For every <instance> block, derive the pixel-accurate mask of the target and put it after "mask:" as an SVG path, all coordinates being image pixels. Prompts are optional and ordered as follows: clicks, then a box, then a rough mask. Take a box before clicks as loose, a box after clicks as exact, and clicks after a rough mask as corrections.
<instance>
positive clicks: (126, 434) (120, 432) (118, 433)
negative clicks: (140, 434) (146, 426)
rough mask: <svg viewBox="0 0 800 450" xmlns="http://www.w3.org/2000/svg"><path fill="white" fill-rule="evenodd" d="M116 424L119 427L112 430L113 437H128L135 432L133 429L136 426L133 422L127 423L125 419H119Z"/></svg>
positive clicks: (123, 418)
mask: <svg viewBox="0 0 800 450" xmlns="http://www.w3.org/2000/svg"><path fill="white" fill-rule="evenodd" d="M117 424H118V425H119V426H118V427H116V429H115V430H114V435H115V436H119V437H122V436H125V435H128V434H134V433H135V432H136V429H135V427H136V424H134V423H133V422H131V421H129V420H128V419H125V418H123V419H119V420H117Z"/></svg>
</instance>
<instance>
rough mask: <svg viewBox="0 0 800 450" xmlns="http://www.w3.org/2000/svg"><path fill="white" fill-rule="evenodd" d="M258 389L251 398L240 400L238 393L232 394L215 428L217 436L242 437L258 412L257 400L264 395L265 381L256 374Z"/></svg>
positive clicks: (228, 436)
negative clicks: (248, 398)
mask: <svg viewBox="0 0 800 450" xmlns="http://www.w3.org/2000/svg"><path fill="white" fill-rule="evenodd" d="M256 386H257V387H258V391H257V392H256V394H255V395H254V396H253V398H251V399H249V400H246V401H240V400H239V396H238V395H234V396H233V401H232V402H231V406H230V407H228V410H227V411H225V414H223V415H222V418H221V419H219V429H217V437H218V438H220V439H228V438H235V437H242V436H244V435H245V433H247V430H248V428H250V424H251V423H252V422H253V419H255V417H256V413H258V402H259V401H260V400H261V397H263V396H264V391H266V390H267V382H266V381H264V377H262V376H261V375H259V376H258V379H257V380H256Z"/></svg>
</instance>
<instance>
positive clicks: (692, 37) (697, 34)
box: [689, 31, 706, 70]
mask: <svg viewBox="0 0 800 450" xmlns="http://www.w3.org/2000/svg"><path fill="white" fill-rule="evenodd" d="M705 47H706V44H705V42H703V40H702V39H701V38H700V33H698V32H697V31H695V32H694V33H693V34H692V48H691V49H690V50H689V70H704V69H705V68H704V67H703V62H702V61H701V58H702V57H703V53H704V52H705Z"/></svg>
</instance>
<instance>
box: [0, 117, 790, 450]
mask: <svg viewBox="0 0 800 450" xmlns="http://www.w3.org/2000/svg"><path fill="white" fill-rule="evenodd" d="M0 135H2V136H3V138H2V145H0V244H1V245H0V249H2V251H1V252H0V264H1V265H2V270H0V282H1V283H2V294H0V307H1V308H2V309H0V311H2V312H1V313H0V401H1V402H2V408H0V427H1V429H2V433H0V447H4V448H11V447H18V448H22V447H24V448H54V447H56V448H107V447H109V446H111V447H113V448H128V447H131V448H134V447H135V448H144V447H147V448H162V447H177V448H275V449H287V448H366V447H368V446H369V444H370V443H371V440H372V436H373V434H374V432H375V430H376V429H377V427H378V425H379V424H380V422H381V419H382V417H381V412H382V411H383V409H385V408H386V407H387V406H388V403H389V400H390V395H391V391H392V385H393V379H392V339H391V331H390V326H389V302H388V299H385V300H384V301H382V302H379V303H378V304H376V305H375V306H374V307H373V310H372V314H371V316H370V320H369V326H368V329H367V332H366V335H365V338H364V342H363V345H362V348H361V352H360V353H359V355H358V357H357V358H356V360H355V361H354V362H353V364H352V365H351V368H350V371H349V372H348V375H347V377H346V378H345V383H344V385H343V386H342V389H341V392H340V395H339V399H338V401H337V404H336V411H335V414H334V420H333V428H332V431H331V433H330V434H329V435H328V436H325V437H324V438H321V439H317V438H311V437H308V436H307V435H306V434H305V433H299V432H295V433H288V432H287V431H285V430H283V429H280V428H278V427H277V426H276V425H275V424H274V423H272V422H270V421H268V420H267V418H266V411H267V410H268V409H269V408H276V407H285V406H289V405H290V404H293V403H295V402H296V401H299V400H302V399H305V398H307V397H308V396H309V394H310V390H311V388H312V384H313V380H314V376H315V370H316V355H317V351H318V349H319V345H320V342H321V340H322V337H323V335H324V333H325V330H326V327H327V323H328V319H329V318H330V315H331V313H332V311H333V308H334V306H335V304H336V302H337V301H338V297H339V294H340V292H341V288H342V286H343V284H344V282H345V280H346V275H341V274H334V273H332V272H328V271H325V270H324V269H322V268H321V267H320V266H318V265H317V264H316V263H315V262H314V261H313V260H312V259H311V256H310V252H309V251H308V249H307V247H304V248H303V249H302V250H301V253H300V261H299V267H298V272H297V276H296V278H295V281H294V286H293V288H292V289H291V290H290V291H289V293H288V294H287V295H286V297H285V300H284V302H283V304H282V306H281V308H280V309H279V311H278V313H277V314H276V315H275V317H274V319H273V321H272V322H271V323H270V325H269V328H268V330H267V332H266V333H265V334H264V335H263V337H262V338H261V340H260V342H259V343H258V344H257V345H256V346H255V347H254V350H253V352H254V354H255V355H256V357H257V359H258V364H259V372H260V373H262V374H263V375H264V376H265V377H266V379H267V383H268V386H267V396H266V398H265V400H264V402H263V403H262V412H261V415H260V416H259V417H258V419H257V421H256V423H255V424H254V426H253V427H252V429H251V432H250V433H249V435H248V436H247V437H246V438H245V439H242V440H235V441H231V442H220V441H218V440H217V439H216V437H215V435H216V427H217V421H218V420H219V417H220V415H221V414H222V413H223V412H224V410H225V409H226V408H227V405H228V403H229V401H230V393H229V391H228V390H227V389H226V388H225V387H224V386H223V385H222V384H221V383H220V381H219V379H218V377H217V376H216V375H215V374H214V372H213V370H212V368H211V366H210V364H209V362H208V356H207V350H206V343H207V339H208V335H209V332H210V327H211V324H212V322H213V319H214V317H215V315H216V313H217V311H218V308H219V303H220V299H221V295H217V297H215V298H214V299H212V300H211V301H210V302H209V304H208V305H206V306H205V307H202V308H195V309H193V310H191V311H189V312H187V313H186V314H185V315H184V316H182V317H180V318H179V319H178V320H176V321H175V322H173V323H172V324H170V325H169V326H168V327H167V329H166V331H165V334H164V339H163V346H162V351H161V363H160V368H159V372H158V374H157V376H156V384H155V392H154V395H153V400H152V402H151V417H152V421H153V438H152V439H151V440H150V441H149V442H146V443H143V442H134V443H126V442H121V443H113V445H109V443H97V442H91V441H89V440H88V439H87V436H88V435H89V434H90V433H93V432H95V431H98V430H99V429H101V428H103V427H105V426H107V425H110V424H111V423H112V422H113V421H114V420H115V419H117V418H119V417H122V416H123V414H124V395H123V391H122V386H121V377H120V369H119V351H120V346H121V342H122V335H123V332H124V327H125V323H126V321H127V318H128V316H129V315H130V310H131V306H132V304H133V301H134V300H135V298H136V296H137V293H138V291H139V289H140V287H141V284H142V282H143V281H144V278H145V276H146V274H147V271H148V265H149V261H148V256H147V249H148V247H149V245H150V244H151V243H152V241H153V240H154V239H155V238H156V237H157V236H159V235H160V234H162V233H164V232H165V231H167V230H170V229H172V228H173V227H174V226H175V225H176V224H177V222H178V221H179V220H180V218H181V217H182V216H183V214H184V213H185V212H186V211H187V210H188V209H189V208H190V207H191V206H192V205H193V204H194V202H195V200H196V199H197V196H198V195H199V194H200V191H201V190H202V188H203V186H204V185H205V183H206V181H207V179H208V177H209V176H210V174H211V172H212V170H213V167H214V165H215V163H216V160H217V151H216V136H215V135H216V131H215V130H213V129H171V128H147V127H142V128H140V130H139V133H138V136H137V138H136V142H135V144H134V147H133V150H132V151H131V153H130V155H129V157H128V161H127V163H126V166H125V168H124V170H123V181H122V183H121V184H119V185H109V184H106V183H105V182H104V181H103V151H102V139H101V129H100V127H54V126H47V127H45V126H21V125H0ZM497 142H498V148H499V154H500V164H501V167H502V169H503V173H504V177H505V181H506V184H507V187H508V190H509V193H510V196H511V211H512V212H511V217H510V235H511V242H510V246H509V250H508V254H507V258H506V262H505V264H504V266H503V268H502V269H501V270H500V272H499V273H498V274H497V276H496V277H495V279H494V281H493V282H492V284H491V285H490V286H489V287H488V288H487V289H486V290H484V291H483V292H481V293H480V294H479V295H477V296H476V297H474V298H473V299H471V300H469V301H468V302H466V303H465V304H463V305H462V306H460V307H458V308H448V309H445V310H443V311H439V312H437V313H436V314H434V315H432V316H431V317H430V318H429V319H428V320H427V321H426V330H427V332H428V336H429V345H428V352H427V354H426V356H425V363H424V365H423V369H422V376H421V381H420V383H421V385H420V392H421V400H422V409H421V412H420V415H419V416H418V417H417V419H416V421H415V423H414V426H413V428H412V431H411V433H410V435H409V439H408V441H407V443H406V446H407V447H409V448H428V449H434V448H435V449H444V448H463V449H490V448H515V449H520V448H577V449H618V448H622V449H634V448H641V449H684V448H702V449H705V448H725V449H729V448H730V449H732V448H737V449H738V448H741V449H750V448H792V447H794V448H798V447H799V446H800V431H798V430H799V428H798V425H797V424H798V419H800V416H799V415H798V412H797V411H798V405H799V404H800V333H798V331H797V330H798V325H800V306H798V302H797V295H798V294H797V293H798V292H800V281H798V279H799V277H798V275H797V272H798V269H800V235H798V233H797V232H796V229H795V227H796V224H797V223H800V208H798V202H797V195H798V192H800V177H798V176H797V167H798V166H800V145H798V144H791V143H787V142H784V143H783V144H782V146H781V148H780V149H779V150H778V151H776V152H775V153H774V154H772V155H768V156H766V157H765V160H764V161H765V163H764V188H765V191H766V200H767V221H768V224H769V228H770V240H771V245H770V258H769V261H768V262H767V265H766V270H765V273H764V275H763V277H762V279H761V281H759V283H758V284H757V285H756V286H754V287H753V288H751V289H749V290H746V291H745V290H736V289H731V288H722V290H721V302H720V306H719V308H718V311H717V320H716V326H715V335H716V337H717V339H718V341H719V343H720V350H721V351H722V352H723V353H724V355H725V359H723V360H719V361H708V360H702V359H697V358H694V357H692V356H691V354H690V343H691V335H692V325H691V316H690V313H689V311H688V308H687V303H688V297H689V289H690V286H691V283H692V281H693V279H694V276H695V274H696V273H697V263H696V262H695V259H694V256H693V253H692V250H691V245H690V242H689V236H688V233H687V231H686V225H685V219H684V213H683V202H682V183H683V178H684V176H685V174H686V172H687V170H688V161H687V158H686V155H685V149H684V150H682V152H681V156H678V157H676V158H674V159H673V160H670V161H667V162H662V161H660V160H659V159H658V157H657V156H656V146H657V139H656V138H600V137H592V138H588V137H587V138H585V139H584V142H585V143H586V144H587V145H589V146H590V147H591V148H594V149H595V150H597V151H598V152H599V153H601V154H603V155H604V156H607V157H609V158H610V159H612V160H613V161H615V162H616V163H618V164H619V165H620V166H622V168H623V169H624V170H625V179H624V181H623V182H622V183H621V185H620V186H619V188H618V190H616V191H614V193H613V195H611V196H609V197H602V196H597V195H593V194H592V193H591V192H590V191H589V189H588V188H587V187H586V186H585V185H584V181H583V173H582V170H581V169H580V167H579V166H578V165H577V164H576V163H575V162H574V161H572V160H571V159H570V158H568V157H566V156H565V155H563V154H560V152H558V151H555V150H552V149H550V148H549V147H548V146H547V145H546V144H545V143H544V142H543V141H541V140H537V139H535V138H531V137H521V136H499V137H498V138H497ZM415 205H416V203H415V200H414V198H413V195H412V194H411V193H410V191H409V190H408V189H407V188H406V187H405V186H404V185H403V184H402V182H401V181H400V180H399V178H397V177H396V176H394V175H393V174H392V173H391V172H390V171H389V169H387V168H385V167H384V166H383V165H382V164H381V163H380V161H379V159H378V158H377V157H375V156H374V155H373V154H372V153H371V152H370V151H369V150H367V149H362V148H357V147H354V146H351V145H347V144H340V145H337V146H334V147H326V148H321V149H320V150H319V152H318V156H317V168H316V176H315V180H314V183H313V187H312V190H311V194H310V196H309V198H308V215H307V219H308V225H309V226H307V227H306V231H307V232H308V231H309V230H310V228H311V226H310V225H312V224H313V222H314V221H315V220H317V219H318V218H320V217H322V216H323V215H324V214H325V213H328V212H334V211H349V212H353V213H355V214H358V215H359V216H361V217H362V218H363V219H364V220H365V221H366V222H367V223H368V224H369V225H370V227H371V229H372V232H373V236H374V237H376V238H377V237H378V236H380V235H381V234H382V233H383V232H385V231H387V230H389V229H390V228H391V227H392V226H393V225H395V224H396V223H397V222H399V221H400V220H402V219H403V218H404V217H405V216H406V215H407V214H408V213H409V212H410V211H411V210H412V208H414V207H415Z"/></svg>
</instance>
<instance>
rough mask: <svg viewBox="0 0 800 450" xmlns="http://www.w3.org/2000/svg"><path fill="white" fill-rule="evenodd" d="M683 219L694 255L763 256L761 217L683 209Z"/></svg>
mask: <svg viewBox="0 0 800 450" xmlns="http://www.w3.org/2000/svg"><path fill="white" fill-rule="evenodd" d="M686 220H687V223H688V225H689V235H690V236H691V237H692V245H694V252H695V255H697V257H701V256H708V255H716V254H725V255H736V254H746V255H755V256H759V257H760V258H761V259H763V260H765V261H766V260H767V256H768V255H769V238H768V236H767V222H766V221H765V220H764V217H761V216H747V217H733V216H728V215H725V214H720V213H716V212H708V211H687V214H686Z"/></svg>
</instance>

========================

Aim of the task: Begin at the first line of the entries above and copy every line exactly, ending with the line that contains "positive clicks: (228, 436)".

Output below:
For every <instance> block, derive the pixel-accurate mask of the target and put it after "mask:" as an SVG path, all coordinates being image pixels. Prompts are optional and ordered as follows: clicks, then a box, then a rough mask. Take a box before clicks as loose, a box after clicks as exact, and clicks after a rough mask as corrections.
<instance>
positive clicks: (126, 434) (120, 432) (118, 433)
negative clicks: (140, 434) (146, 426)
rough mask: <svg viewBox="0 0 800 450" xmlns="http://www.w3.org/2000/svg"><path fill="white" fill-rule="evenodd" d="M116 424L119 427L112 430L113 437H128L135 432L133 429L136 426L133 422L127 423L125 419H119Z"/></svg>
positive clicks: (123, 418)
mask: <svg viewBox="0 0 800 450" xmlns="http://www.w3.org/2000/svg"><path fill="white" fill-rule="evenodd" d="M117 424H118V425H119V426H118V427H116V429H115V430H114V435H115V436H119V437H122V436H125V435H128V434H134V433H135V432H136V429H135V427H136V424H134V423H133V422H131V421H129V420H128V419H125V418H123V419H119V420H117Z"/></svg>
</instance>
<instance>
rough mask: <svg viewBox="0 0 800 450" xmlns="http://www.w3.org/2000/svg"><path fill="white" fill-rule="evenodd" d="M258 389L251 398L240 400L238 393L232 394L215 428L217 436L242 437L258 412L257 400L264 395L265 381L256 374Z"/></svg>
positive clicks: (228, 436)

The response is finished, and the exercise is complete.